FRAGMENTO.
++++++++++++++++++++

Pero como no es bueno dejarse abatir, nos atrevemos a proponer un simple cambio de comportamiento y ningún momento mejor que este, cuando han aleteado por el cielo de este otoño embrujado las aves cantarinas de las elecciones, los mítines con trompetería, los repartos de globos y los apretones de manos a los vendedores de los mercados.

Consistiría en trasladar aquello que es habitual en las prácticas comerciales a la lucha política. Sabemos que cuando El Corte Inglés nos anuncia una de esas semanas de rebajas que duran varios meses, se limita a transmitirnos la bondad de sus ofertas sin que en ningún momento pueda descalificar a las que proceden de Mercadona o Carrefour. Tampoco a estas últimas se les ocurre desacreditar a su contrincante.

De esta forma se desenvuelve la vida en el seno de esa pelea que implica la búsqueda del cliente. Una pelea que está regida por varias normas, entre ellas la ley general de Publicidad y la de Competencia desleal.

De acuerdo con la primera se declara ilícita “la publicidad engañosa, la publicidad desleal y la publicidad agresiva” (artículo 3). Y es en la segunda donde se definen los actos contrarios a Derecho que parten de “todo comportamiento que resulte objetivamente contrario a las exigencias de la buena fe” (artículo 4) precisando a continuación la ley las conductas engañosas, los actos que generan confusión, las prácticas agresivas, las denigratorias y, en general, aquello que pueda calificarse como desleal.

Así, son engañosos los actos que contienen una información falsa o pueden inducir a error, los que ocultan u omiten información necesaria o es poco clara, ininteligible o ambigua. Explicitamente ilegales son aquellas prácticas que emplean un lenguaje amenazador o insultante. Y también resultan desleales las que menoscaban el crédito de un empresario que no sean exactas, verdaderas o pertinentes.

++++++++++++++++++++

PROBLEMAS.
1. Resume en dos oraciones el fragmento sobre las normas publicitarias y la política.
2. Copia sin cambios el pasaje del fragmento que empieza con las palabras "Así, son engañosos" y termina con "verdaderas o pertinentes.".
Para resolver esto basta con el fragmento, sin otras fuentes.

DATOS APORTADOS.
++++++++++++++++++++

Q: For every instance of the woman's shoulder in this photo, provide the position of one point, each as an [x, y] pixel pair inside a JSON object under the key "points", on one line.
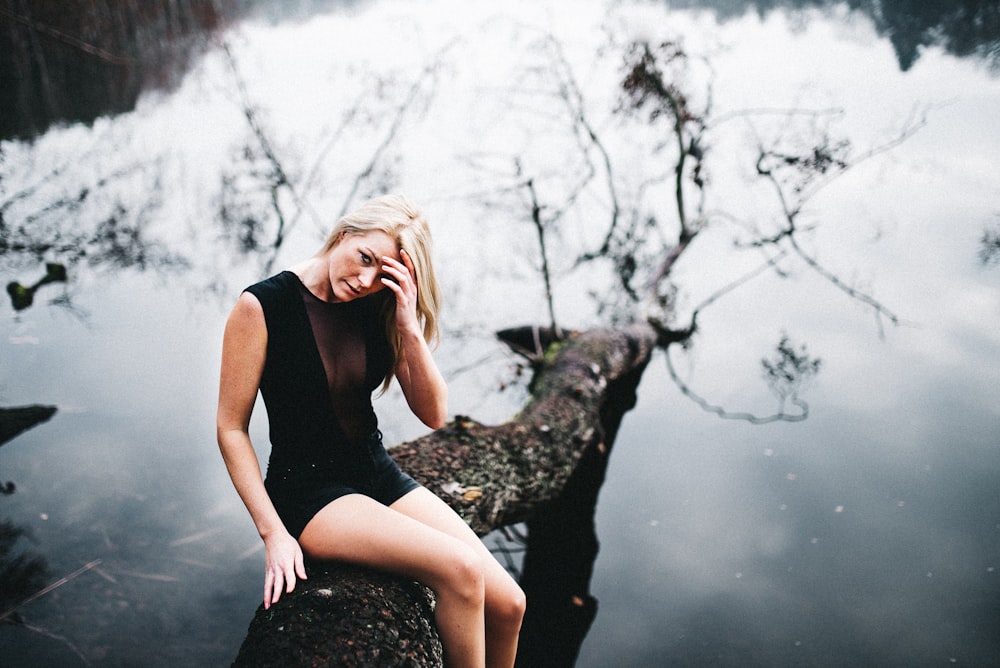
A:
{"points": [[280, 281]]}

++++++++++++++++++++

RESPUESTAS DADAS.
1. El fragmento propone trasladar a la lucha política la práctica comercial de anunciar las propias ofertas sin descalificar las del contrincante, como ocurre entre El Corte Inglés, Mercadona y Carrefour. Esa competencia se rige por la ley general de Publicidad y la de Competencia desleal, que declaran ilícita la publicidad engañosa, desleal y agresiva y consideran engañosos, ilegales o desleales los actos que falsean u ocultan información, emplean un lenguaje amenazador o insultante o menoscaban el crédito de un empresario con afirmaciones que no son exactas, verdaderas o pertinentes.

2.
Así, son engañosos los actos que contienen una información falsa o pueden inducir a error, los que ocultan u omiten información necesaria o es poco clara, ininteligible o ambigua. Explicitamente ilegales son aquellas prácticas que emplean un lenguaje amenazador o insultante. Y también resultan desleales las que menoscaban el crédito de un empresario que no sean exactas, verdaderas o pertinentes.